━━ DATASET
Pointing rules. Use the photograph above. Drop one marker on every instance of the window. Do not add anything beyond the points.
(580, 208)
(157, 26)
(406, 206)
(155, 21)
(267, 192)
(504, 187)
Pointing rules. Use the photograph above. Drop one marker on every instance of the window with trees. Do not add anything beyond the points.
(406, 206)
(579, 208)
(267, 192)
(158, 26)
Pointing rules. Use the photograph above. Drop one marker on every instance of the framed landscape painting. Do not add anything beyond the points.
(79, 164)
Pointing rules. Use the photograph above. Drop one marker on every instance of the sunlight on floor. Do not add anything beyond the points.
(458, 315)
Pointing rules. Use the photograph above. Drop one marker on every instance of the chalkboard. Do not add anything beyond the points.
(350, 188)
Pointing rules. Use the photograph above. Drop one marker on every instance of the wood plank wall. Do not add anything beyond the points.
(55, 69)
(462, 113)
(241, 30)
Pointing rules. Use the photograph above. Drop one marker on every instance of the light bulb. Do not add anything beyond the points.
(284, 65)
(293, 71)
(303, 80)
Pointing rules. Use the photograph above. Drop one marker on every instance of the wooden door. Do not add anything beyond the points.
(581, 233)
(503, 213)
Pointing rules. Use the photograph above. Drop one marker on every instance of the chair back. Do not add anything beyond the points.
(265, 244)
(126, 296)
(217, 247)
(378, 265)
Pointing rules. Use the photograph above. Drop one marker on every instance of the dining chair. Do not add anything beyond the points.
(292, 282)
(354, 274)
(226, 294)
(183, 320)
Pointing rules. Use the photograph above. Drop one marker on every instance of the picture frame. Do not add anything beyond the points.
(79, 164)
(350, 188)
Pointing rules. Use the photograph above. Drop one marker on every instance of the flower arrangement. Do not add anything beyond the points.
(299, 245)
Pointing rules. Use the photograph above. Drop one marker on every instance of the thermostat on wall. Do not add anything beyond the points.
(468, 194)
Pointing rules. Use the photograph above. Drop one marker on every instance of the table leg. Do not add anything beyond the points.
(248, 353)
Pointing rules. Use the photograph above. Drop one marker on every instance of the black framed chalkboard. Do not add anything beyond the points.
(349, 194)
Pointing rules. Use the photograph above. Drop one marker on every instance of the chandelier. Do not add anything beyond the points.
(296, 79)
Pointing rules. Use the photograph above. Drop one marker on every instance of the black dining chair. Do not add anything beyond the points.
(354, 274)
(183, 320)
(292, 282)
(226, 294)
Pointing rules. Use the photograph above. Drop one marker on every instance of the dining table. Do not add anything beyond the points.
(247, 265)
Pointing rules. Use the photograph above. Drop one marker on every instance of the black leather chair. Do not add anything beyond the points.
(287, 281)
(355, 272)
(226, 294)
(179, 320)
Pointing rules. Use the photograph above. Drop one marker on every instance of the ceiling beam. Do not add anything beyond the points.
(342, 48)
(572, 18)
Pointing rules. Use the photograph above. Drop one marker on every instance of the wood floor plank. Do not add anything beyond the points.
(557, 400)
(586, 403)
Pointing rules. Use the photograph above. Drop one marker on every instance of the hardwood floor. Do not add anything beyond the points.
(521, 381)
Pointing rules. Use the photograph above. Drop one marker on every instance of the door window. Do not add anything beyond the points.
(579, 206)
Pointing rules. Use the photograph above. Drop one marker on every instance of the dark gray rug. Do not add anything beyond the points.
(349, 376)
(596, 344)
━━━━
> **WHAT IS NEEDED**
Reproduce every row above verbatim, with no changes.

> **FINISHED ANSWER**
Pointing rules. Use the photograph above. Drop one marker on every instance of the window. Do not add anything beyond the points.
(580, 208)
(157, 26)
(406, 206)
(155, 21)
(267, 192)
(504, 187)
Pointing rules. Use the photograph above. Drop one marker on every instance of the window with trees. Do not add anything beyond the points.
(406, 206)
(579, 208)
(267, 192)
(158, 26)
Pointing rules. Use the photograph above. Drop one marker on every instance of the framed landscape painting. Do not add anything beyond the points.
(79, 164)
Pointing rules. Use the photograph above. Drop one marker on every instance of the sunlight on floor. Do not add anything beyond the points.
(458, 315)
Pointing rules. Use the photograph above. Drop one marker on every instance of the chalkboard. Do not add anything beyond the points.
(350, 188)
Pointing rules. Use the photograph above. Drop one marker on every instance of the wood plank wall. Do not add anything beyond the points.
(55, 69)
(462, 113)
(241, 30)
Pointing rules. Use the photograph above. Drop one marker on every instance of the light bulb. Do not add anything beyond the points.
(284, 65)
(293, 71)
(303, 80)
Pointing rules. Use the photograph above. Drop one marker on every instance of the wooden door. Do not add anything beyond the points.
(581, 233)
(503, 213)
Pointing rules. Use the photograph above. Drop one marker on every instance of the chair back. Do not add anything beyond the points.
(265, 244)
(126, 296)
(217, 247)
(378, 265)
Pointing rules. Use the photograph above. Drop one marker on every instance of the dining chair. Do not add anything beyond the points.
(292, 282)
(354, 274)
(226, 294)
(183, 320)
Pointing rules. Use the photograph above. Drop one marker on every instance of the picture frame. Do not add anything beyond the points.
(79, 164)
(350, 188)
Pointing rules. Use the photograph above. Drop one marker on every instance of the flower arrangement. Do not add anything beyond the points.
(299, 245)
Pointing rules. Use the photograph above. Drop one marker on every instance of the thermostat on wall. Do not add anything beyond the points.
(468, 194)
Pointing rules. Use the photograph above. Drop one marker on every instance of the table leg. Do not add anything beyond the points.
(248, 353)
Pointing rules. Use the photograph above. Drop one marker on every instance of the black framed chalkboard. Do not add anything beyond the points.
(349, 194)
Pointing rules. Use the photograph above. Drop one marker on every instance of the chandelier. Do not add anything beyond the points.
(296, 79)
Pointing rules. Use the photograph above. Drop one marker on every instance of the black dining chair. Do not add anything beyond the points.
(354, 274)
(183, 320)
(292, 282)
(226, 294)
Pointing rules. Use the photograph above. Drop one marker on every instance of the dining table. Do not add anything beyond the points.
(247, 265)
Pointing rules. Use the photograph above. Drop one marker on every instance of the black leather chair. Do not add anything beyond the points.
(287, 281)
(355, 272)
(226, 294)
(179, 320)
Pointing rules. Use the photograph above. Drop one marker on every instance of the ceiling beam. Do not add anything beyond the points.
(342, 48)
(572, 18)
Pointing rules. Use the photograph above. Drop one marker on every instance of the wood floor plank. Do not add anything beyond the points.
(557, 400)
(586, 403)
Pointing rules. Use the photograph above. Drop one marker on every instance of the hardwood floor. Do not add anything beyond the points.
(521, 381)
Pointing rules. Use the photograph above. Drop one marker on every instance of the door window. Do not add anything beyond the points.
(579, 206)
Pointing rules. Use the photograph above. Drop one marker on every instance of the dark gray rug. Do not add anything beyond the points.
(349, 376)
(596, 344)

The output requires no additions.